• Stored records:
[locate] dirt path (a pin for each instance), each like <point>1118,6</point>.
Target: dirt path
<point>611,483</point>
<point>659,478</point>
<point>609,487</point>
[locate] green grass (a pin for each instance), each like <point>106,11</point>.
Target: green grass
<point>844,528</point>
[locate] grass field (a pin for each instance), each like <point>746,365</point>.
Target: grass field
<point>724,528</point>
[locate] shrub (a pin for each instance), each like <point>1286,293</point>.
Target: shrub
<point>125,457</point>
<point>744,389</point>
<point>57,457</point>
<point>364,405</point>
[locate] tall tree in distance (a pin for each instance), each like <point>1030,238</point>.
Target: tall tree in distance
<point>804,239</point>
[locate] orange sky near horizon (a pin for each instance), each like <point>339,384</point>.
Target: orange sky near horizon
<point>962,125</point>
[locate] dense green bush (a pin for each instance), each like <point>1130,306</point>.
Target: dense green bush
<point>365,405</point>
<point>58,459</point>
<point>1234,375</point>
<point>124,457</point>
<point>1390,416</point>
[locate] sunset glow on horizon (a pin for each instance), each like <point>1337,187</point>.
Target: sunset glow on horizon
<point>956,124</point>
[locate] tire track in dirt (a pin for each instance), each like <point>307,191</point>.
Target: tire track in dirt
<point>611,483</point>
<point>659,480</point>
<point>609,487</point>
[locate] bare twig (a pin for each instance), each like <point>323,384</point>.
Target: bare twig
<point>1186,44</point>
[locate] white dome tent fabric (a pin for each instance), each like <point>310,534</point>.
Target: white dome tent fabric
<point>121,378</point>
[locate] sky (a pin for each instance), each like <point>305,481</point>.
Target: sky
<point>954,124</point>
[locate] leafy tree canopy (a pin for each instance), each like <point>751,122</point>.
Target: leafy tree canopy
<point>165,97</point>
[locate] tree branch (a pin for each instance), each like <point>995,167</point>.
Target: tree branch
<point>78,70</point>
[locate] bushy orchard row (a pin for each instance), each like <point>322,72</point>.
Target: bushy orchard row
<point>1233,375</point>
* * *
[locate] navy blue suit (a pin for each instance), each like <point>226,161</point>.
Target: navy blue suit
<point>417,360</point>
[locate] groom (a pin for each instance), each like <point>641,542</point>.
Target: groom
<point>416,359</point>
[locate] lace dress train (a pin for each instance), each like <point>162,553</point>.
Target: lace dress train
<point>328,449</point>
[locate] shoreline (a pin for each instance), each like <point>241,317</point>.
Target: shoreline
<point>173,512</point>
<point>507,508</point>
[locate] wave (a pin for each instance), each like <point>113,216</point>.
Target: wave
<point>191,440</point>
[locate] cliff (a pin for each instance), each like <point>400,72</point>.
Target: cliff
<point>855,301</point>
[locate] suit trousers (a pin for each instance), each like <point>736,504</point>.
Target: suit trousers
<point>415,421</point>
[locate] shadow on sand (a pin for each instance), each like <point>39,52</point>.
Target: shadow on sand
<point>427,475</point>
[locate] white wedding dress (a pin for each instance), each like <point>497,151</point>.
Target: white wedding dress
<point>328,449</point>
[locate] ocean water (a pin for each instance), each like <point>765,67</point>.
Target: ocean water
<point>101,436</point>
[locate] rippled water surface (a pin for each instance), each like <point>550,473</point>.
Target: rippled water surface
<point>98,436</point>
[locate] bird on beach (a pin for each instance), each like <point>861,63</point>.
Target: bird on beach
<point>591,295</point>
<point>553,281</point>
--
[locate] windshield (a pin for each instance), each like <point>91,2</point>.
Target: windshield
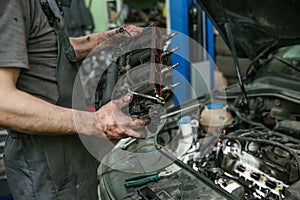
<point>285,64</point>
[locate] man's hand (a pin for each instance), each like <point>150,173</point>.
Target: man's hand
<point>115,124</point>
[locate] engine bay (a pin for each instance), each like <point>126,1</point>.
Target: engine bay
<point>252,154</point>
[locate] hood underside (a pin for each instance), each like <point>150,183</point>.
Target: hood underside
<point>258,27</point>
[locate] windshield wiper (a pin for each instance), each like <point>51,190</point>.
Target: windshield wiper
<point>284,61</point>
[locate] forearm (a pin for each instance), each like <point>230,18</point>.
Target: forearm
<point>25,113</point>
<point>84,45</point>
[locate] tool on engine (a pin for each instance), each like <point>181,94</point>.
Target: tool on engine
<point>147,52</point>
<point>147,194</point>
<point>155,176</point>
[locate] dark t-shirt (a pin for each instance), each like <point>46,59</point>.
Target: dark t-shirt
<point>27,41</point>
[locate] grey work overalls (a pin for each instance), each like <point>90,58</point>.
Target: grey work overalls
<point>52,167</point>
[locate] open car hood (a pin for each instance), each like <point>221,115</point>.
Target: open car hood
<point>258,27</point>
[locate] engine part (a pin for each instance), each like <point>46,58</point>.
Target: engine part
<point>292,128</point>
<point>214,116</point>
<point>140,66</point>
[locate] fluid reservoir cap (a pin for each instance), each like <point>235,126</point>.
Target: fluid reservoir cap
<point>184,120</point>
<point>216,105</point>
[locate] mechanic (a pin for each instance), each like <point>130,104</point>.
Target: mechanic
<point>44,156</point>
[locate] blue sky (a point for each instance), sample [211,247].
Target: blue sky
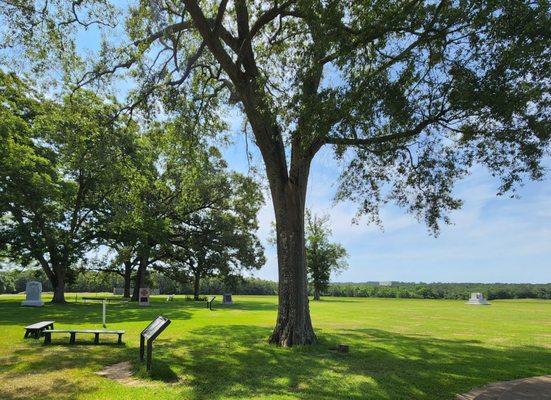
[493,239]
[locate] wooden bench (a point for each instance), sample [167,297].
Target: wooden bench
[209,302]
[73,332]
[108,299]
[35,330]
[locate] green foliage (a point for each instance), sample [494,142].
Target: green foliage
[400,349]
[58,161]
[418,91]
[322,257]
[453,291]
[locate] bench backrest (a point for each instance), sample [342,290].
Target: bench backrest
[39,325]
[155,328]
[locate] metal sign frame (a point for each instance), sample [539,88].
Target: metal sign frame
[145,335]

• Instructions to follow: Arrange the records as a Markdown table with the columns Row and Line. Start at the line containing "[locate] dirt path", end at the line containing "<point>364,405</point>", give each line a row number, and skip any blank lines.

• Correct response:
| Row | Line |
|---|---|
| 1 | [locate] dirt path (a pin for each instance), each like <point>1118,6</point>. |
| 2 | Target: dirt path |
| 3 | <point>611,483</point> |
| 4 | <point>659,478</point> |
| 5 | <point>609,487</point> |
| 6 | [locate] green grass (a pin for each instance), each like <point>106,11</point>. |
| 7 | Target: green grass |
| 8 | <point>844,528</point> |
| 9 | [locate] grass field (a pin for each instance), each like <point>746,365</point>. |
| 10 | Target: grass field |
| 11 | <point>724,528</point> |
| 12 | [locate] shrub (a pin for each instance), each like <point>1286,293</point>. |
| 13 | Target: shrub |
| 14 | <point>125,457</point> |
| 15 | <point>744,389</point> |
| 16 | <point>57,457</point> |
| 17 | <point>364,405</point> |